**Required action:**
The answer must repeat every record exactly, with no pictures in it.

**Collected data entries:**
• • •
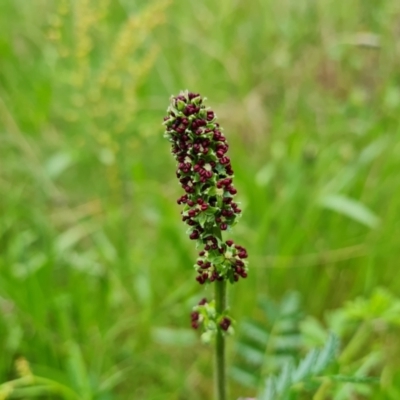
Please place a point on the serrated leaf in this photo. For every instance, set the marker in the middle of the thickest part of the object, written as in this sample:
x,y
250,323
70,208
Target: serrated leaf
x,y
284,379
327,354
270,392
355,379
305,366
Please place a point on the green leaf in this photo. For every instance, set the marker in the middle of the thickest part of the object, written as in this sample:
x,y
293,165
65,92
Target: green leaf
x,y
350,208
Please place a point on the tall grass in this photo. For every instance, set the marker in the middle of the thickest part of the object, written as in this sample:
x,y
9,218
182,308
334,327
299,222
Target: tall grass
x,y
96,283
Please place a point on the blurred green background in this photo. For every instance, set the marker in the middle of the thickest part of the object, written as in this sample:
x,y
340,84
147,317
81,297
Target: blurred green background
x,y
96,277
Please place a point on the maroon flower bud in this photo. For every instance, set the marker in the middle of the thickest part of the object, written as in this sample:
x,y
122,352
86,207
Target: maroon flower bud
x,y
225,323
194,235
232,190
195,325
200,149
194,316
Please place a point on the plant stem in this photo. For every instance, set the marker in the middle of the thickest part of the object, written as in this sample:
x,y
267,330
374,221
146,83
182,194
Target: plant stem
x,y
220,372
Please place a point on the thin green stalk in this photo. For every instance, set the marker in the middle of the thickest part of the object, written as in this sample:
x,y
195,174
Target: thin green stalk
x,y
220,370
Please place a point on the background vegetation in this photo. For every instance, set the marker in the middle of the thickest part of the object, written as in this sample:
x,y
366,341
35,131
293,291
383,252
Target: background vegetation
x,y
96,278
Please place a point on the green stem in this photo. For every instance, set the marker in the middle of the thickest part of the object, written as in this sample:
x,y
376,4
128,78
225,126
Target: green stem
x,y
220,372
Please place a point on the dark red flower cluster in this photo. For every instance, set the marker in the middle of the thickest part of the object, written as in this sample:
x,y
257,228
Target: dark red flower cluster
x,y
195,315
228,262
205,173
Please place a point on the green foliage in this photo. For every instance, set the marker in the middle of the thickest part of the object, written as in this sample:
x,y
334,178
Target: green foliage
x,y
312,366
265,347
92,252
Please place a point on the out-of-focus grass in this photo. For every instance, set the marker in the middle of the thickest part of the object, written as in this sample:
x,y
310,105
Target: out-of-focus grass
x,y
96,281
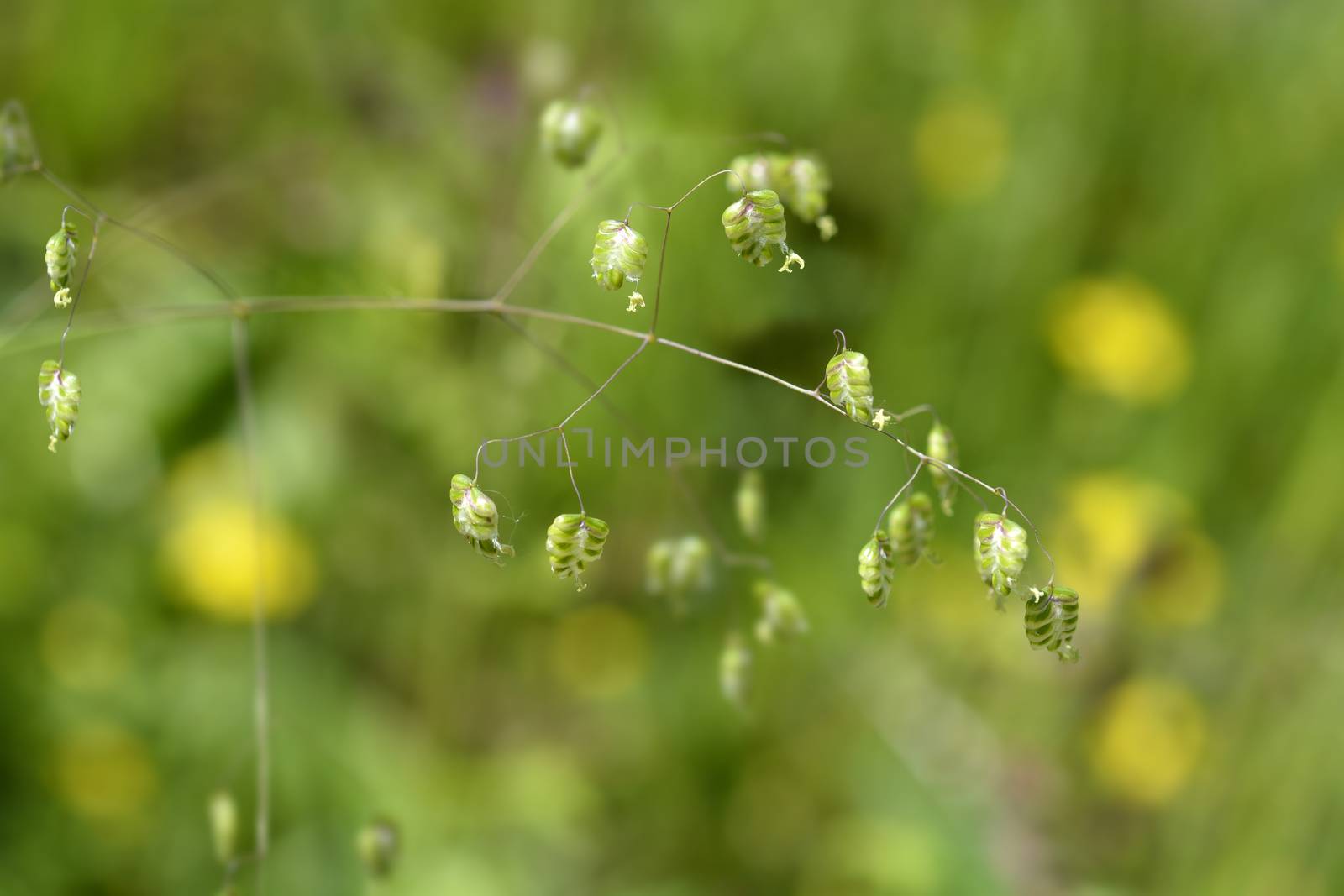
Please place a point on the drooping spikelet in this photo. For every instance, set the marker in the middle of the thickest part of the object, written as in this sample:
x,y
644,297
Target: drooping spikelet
x,y
800,179
756,228
618,254
750,504
675,567
573,543
569,132
736,671
781,614
58,392
942,446
850,385
18,150
477,519
875,569
804,187
60,257
911,527
1052,620
1000,553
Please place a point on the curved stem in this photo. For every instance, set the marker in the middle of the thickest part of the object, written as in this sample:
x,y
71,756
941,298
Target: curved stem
x,y
897,496
261,673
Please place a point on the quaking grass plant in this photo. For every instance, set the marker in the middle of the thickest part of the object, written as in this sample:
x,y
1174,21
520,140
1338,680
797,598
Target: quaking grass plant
x,y
768,187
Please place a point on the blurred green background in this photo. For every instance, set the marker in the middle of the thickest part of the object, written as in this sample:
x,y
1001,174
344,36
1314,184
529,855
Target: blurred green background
x,y
1104,239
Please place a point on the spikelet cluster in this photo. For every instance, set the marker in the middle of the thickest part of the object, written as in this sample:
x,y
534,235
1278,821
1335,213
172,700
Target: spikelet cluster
x,y
750,504
378,846
1052,620
942,448
60,261
850,385
1000,547
618,254
18,150
801,181
222,813
573,543
781,614
911,527
877,569
756,230
477,519
58,392
736,671
675,567
570,132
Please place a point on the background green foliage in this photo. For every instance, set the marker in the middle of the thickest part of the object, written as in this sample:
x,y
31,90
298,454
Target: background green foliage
x,y
533,741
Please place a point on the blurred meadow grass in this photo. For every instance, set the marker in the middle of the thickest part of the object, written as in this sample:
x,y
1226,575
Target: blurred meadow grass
x,y
1106,241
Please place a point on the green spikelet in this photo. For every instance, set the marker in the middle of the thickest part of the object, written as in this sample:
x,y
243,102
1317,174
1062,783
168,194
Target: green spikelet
x,y
570,132
756,228
60,257
1000,553
573,543
804,186
736,671
618,254
942,446
781,614
1052,620
679,566
754,170
378,846
850,385
18,150
223,825
911,527
477,519
58,392
750,504
875,570
658,566
801,181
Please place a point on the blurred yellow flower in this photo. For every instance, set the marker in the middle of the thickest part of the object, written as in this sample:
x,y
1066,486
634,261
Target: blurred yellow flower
x,y
1147,741
1119,338
960,148
1183,584
1117,533
84,644
104,773
212,555
598,652
1108,528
• • •
**Output of the exercise:**
Please place a point on the serrated leaf in this photo. For every instance, set the marker in the middle of the thickest part of the object, written as in this sample:
x,y
250,323
70,208
Target: serrated leaf
x,y
284,379
327,354
270,392
355,379
305,366
Please place a point on the green leaf in this photo. For every instance, set the marker in the middle of the thickest part of the object, written as in this sample:
x,y
293,165
65,92
Target: green leaf
x,y
350,208
Please place a point on the tall grass in this photo. For every instance, set the marker in the middle of the thickest part of the object, written as in this sample:
x,y
9,218
182,308
334,327
299,222
Target: tall grass
x,y
96,283
Please place a point on the blurred green background in this photo. For every instance, set the marker in the middle of the thickest part of the object, written as in this sample:
x,y
340,84
147,317
81,297
Target: blurred green background
x,y
96,277
Please place a point on the maroon flower bud in this photo. For every instance, set the marker in the middle of the thickest part of the object, written as in this sample:
x,y
122,352
86,207
Target: maroon flower bud
x,y
225,323
194,235
232,190
195,325
200,149
194,316
Please place a point on the plant stem in this photo. For every instance, set the marker in the middle of the thickest part of the object, written as in this sample:
x,y
267,330
374,221
146,83
182,194
Target: plant stem
x,y
220,372
Please place a point on the thin green stalk in this photo. For every instance, set the marker in the middle of the thickest part of the object, written as in this sample:
x,y
195,174
Target: thin green stalk
x,y
220,370
Please place a point on the background vegetation in this photo. For every instance, set the marker in the middle of the thickest part of the object, written as in this sample:
x,y
366,341
35,131
293,291
383,252
Target: background vegetation
x,y
96,278
Please place a point on the green stem in this photo. For every instance, set the marker in the middle of the thickest part of the object, written as in this sample:
x,y
376,4
128,78
225,126
Target: green stem
x,y
220,372
Please place a point on the dark red flower cluster in this photo. For every instance, set the marker in the middle of the thickest part of the object, written as in this sample:
x,y
257,228
Target: dark red flower cluster
x,y
195,315
228,262
205,173
Please place a point on the green foliage in this photo. For every instance, set the marker in the middle of the thickest part of the object, written as in this sample:
x,y
334,178
Target: green foliage
x,y
312,366
265,347
92,252
Please place a point on the out-of-focus grass in this photo. For every instance, set the marker in the middle of the thickest part of the object, written as in this sample:
x,y
310,105
Target: out-of-focus grass
x,y
96,281
Please place a point on the drooping spikelet in this photo. For every instance, set the marker in the middle of the thickest part of the object, written as in this sample:
x,y
644,297
Target: drooping spikelet
x,y
800,179
756,228
618,254
750,504
675,567
573,543
569,132
736,671
781,614
58,392
942,446
850,385
18,150
477,519
875,569
804,187
60,257
911,527
1052,620
1000,553
Please place a point on the curved stem in this photo. For every instance, set the marker in the middle of the thickest part of the object, written as in this sample:
x,y
71,756
941,298
Target: curved stem
x,y
897,496
261,673
Please place a point on the quaking grass plant in this photo. For every instance, set the marker in the middle of the thickest part of the object, written as in this sample:
x,y
1174,21
520,140
1338,680
797,598
Target: quaking grass plant
x,y
768,187
Please place a point on the blurred green background in this photo. For every instance, set the marker in the middle of the thickest part of the object, written as in this sample:
x,y
1001,174
344,36
1314,184
529,855
Target: blurred green background
x,y
1104,239
Please place a point on the spikelet cluster in this photo. For every instance, set the marker in the middle of the thickest part of the object, written as in this sample:
x,y
534,235
1278,821
1335,213
172,700
Target: spikelet cluster
x,y
750,504
378,846
1052,620
942,448
60,261
850,385
1000,547
618,254
18,150
801,181
222,813
573,543
781,614
911,527
877,569
756,230
477,519
58,392
736,671
675,567
570,132
Please place a point on the background green foliage in this photo. For every instance, set the marker in the middle of the thickest part of the object, written as in this sample:
x,y
31,90
298,454
Target: background green foliage
x,y
533,741
Please place a point on the blurred meadow grass in this photo. For every instance, set the marker in the middle of the thickest part of the object, written as in this sample:
x,y
1226,575
Target: blurred meadow grass
x,y
1106,241
Please place a point on the green spikelet in this photo. For every instance, set the marker in the middle of the thickest part of the object, written as in this sample:
x,y
243,102
1317,174
1062,783
168,194
Target: green spikelet
x,y
570,132
756,228
60,257
1000,553
573,543
804,186
736,671
618,254
942,446
781,614
1052,620
679,566
754,170
378,846
850,385
18,150
223,825
911,527
477,519
58,392
750,504
875,570
658,566
801,181
Please place a point on the blurred yellow flower in this photo. For every instance, set the marker in the middle of the thickest part of the object, written as in this sample:
x,y
1066,486
634,261
Target: blurred yellow flower
x,y
1147,741
1119,338
960,148
1183,584
1117,533
84,644
104,773
212,555
598,652
1108,528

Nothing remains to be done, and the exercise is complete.